EXTRACT PROVIDED
::::

6.The Department has not applied the section 12 cost threshold to any of your requests, as it has not been appropriate to do so, but it has calculated that the cost of handling the 10 of your requests it has already answered was not less than £3,300. It estimates that the cost of responding to your five current requests would be not less than £1375 (excluding the cost of this response).
7.This is a factor that the Department is entitled to take into account in assessing whether section 14 (1) is engaged. Section 14 (1) will be engaged where complying with the requests would impose a significant burden on a public authority in terms of expense and distraction.
8.Your outstanding requests and other communications are set out in Annex A to this letter.
Section 14(1)
9.The Department considers your requests vexatious for the reasons set out below.
10.  The Information Commissioner's guidance indicates that deciding whether a request is vexatious under section 14(1) of the Act is a flexible balancing exercise taking into account all the circumstances of the case. The Commissioner's guidance indicates that there is no rigid test or definition of the term, but it does provide a number of questions which guide public authorities in what they should consider:
·           Can the request fairly be seen as obsessive?
·           is the request harassing the authority or causing distress to staff?
·           Would complying with the request impose a significant burden?
·           Is the request designed to cause disruption or annoyance?
·           Does the request lack any serious purpose or value?

::::

GIVEN DATA
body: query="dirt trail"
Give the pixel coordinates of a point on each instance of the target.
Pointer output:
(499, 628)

::::

PROBLEM SET
a) In the letter about the vexatious requests, give the passage again starting with "9.The Department considers" and going on through "disruption or annoyance?", with "vexatious" changed to "unreasonable".
b) Rewrite the paragraph of the letter on the vexatious requests that begins "The Department has not applied the section 12 cost threshold" as a short list that keeps its main facts.
c) Continue the letter on the vexatious requests from the point where it stops.

TASK ANSWERS
a)
9.The Department considers your requests unreasonable for the reasons set out below.
10.  The Information Commissioner's guidance indicates that deciding whether a request is unreasonable under section 14(1) of the Act is a flexible balancing exercise taking into account all the circumstances of the case. The Commissioner's guidance indicates that there is no rigid test or definition of the term, but it does provide a number of questions which guide public authorities in what they should consider:
·           Can the request fairly be seen as obsessive?
·           is the request harassing the authority or causing distress to staff?
·           Would complying with the request impose a significant burden?
·           Is the request designed to cause disruption or annoyance?

b)
- The Department has not applied the section 12 cost threshold to any of the requests, as doing so has not been appropriate.
- It calculates that the 10 requests already answered cost not less than £3,300 to handle.
- It estimates that responding to the five current requests would cost not less than £1375, excluding the cost of this response.

c)
11. Taking the Commissioner's questions individually, the Department does not consider that your outstanding requests, or indeed the pattern of your requests as a whole, can definitively be described as obsessive. The Department recognises that elective home education is an issue which is of considerable concern to you, and it respects those who wish to clarify issues of public interest via freedom of information requests.

12. Nor does the Department consider that your requests lack any serious purpose or value.
13. The Department does not take a view about whether your requests are designed to cause disruption or annoyance — while that might appear to be the case from some of your communications and annotations to requests on to VVhatdotheyknow.com, the Department recognises that some of these interventions may result from frustration at delays in receiving a response from the Department
14. The Department does consider that your requests are imposing a significant burden in terms of expense to a publicly-funded authority, and in terms of the distraction of its officials away from other pressing business and non-vexatious requests. It considers that it is not reasonable, and therefore not in the wider public interest, for the Department to continue to devote substantial public resources to answering your requests. In particular the Department has noted that the pattern of your requests and communications in Annex A is such that the requests, when answered, have led to further requests and complaints. Like other public authorities the Department has only finite resources at its disposal, and there are increasing pressures on those resources. It is therefore not a straightforward matter to redeploy staff to deal with your requests.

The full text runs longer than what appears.